--- START ---

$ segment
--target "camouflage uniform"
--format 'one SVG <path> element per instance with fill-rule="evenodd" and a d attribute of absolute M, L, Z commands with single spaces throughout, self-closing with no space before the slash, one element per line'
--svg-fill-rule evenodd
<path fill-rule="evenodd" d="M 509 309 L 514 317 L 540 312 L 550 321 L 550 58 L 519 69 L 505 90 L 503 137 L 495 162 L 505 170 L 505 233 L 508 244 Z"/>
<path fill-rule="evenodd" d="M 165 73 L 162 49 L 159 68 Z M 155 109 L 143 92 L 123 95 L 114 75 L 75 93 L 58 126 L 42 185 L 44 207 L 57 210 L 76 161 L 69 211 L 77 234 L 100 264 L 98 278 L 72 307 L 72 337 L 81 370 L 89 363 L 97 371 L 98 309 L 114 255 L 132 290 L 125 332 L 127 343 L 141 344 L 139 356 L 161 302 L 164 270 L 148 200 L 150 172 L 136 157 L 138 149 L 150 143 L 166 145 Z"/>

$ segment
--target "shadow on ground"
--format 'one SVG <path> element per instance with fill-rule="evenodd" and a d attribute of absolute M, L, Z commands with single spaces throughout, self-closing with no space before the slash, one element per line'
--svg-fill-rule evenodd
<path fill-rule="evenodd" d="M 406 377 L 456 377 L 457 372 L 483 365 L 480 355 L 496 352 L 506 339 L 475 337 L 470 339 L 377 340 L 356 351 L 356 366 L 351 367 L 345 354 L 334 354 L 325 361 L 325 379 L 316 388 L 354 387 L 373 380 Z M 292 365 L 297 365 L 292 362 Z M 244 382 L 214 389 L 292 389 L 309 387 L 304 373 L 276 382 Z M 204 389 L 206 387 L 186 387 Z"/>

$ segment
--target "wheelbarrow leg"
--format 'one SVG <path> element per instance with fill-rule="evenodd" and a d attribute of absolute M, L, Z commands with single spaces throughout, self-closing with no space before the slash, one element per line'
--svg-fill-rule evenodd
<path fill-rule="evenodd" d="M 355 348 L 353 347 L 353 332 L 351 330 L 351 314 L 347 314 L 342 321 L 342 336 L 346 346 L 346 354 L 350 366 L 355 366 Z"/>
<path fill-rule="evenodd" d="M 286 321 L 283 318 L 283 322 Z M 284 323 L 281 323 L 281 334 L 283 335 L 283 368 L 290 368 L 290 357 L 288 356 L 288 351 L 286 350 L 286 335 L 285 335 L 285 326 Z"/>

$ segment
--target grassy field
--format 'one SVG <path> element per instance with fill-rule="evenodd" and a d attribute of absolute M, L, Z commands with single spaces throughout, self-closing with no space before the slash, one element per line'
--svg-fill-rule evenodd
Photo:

--- END ---

WORK ITEM
From the material above, determine how many lines hold the string "target"; give the number without comment.

EXERCISE OUTPUT
4